Christie Sielfleisch | Design Chief
Published April 21, 2015; 1 p.m.
As a student, have you ever had your basement flood with sewage, forcing you to wait days before maintenance could come and clean up the stench? Have you ever dealt with a broken vent and were forced to live in conditions comparable to an arctic tundra until LU sent someone to fix the problem? If not, then you are the exception.
Many times, students who live in men and women’s housing have experienced severe maintenance issues and unacceptable living conditions that are potentially detrimental to their health.
“The first time I had a sewage leak in my house it took maintenance three days to clean it up and two weeks to fix the problem,” said senior Miriah Ludke.
“Considering this is a severe health concern, it should have been at the top of their list and handled that day.”
The National Resources Defense Council reports that almost 2 million cases of illnesses per year are linked to sewage backups and contamination.
According to the NRDC, there are five main bacteria that can be found in sewage:
- E. Coli causes abdominal cramping, diarrhea and occasionally death
- Acanthomobea causes eye, nose, throat and ear infections
- Salmonella causes abdominal cramping and diarrhea
- Hepatitis causes liver infection and liver failure
- Leptospirosis creates muscle aches and vomiting
Hazardous sewage conditions are not the only issue facing students.

** Required work **
1. From the article on student housing maintenance, reproduce the passage between "Many times, students" and "senior Miriah Ludke.", inclusive.
2. Answer the following questions using the article on student housing maintenance.
(a) How long did it take maintenance to clean up the first sewage leak in Miriah Ludke's house?
(b) According to the National Resources Defense Council, roughly how many cases of illness per year are linked to sewage backups and contamination?
(c) Which item on the NRDC list causes liver infection and liver failure?

** Supplied entries **

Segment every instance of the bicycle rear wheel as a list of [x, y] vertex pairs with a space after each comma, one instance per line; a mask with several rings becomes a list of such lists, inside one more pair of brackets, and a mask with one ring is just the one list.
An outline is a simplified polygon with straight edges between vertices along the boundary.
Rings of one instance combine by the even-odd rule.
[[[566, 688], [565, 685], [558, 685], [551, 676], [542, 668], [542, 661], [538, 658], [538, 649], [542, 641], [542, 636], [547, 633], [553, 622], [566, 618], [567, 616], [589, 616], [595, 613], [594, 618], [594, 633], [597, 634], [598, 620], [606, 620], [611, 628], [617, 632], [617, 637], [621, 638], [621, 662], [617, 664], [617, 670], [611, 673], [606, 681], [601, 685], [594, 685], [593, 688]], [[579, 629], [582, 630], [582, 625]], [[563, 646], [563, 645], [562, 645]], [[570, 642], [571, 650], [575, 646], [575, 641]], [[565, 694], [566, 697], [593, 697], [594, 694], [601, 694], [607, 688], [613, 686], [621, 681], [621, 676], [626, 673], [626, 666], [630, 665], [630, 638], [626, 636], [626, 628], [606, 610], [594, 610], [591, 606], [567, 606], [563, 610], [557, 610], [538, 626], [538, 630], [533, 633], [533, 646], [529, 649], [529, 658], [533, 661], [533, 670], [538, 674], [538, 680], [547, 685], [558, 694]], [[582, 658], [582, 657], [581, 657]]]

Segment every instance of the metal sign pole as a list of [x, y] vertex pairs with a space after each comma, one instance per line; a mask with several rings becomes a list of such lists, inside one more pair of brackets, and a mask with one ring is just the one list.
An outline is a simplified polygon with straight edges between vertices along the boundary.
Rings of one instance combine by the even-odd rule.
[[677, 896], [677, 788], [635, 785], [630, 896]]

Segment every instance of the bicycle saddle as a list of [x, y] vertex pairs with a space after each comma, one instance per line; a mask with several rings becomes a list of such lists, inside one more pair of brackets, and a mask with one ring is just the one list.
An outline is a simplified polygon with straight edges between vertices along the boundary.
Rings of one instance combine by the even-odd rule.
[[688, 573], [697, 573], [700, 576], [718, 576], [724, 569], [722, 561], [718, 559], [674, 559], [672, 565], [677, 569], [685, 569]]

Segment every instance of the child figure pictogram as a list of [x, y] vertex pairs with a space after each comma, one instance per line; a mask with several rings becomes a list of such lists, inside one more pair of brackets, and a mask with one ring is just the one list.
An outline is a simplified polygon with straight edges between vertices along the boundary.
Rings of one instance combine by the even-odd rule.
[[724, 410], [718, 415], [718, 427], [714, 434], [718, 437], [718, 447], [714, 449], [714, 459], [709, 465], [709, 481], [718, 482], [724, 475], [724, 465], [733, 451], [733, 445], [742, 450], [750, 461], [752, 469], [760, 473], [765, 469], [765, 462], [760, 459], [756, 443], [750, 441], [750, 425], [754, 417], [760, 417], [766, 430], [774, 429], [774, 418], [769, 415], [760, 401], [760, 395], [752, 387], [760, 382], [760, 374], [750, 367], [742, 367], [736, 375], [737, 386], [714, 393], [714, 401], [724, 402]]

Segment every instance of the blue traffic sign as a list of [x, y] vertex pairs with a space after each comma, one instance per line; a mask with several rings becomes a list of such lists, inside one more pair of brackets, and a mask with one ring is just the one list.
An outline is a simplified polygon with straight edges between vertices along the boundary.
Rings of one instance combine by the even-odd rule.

--

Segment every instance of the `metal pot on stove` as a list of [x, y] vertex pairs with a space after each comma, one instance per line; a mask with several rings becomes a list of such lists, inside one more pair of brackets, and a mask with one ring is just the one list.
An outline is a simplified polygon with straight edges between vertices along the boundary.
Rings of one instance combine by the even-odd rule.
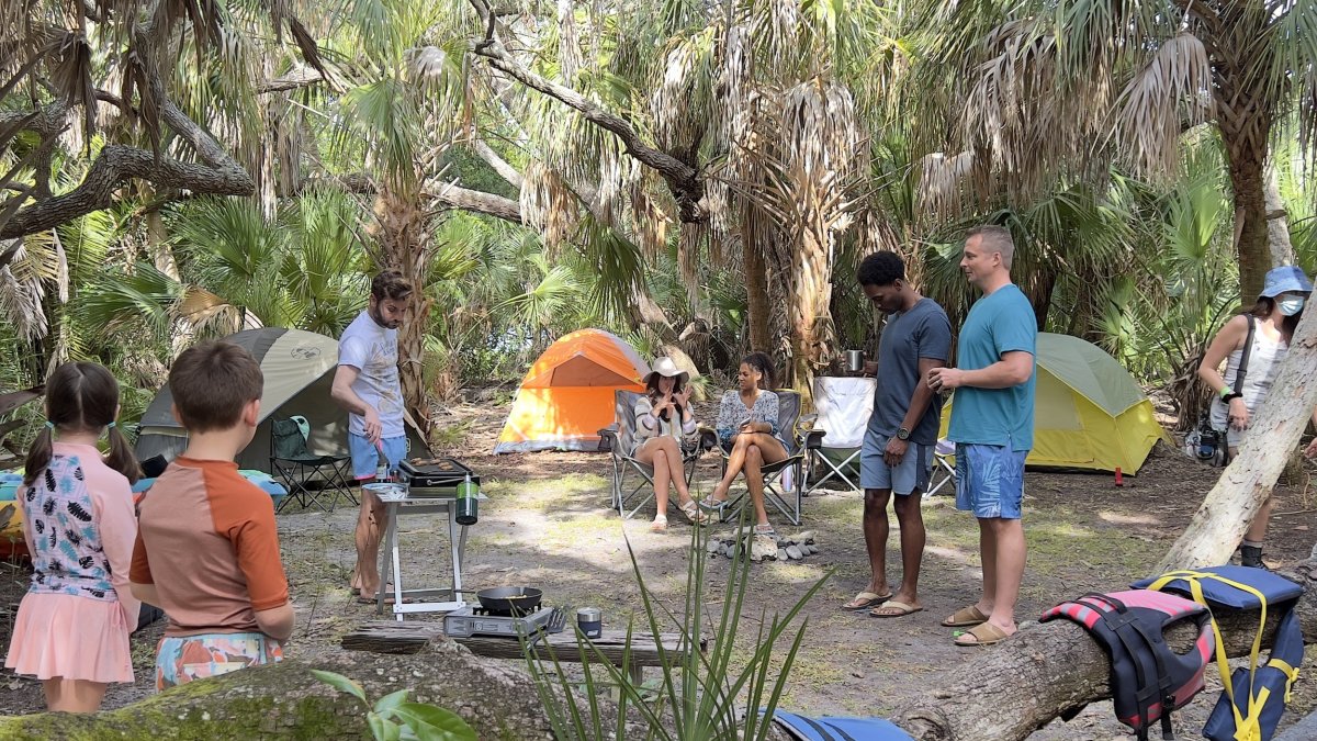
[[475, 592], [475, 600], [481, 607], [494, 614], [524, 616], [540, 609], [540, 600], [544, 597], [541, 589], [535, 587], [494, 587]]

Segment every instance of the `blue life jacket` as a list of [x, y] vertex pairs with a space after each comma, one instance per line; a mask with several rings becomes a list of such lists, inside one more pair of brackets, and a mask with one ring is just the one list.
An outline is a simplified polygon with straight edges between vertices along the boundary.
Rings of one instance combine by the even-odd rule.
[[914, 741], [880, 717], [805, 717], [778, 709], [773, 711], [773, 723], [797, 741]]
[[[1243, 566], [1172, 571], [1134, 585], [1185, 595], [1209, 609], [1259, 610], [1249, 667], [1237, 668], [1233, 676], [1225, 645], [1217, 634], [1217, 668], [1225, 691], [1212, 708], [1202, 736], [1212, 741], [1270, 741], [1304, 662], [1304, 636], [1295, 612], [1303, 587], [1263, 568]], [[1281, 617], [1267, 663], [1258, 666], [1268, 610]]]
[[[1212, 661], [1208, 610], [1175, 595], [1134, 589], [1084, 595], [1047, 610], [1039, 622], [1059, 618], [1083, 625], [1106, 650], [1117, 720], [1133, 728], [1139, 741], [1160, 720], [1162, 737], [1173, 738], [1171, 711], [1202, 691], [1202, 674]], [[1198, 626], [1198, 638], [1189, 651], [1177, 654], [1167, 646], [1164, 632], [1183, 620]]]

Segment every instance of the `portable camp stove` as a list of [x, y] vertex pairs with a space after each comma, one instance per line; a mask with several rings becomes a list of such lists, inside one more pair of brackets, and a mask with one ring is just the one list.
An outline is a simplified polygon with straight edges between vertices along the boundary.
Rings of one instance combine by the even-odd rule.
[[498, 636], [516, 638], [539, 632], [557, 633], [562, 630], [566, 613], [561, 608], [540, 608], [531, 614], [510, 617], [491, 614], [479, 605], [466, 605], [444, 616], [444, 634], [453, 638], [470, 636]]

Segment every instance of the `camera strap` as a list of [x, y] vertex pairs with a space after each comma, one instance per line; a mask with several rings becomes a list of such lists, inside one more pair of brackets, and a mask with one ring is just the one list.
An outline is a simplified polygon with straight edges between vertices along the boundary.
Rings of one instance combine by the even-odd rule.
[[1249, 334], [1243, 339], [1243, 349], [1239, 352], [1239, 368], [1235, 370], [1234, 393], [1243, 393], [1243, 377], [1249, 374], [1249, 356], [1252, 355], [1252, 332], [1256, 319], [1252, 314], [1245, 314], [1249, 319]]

** Exercise results **
1.
Many times, students who live in men and women’s housing have experienced severe maintenance issues and unacceptable living conditions that are potentially detrimental to their health.
“The first time I had a sewage leak in my house it took maintenance three days to clean it up and two weeks to fix the problem,” said senior Miriah Ludke.

2.
(a) Three days.
(b) Almost 2 million.
(c) Hepatitis.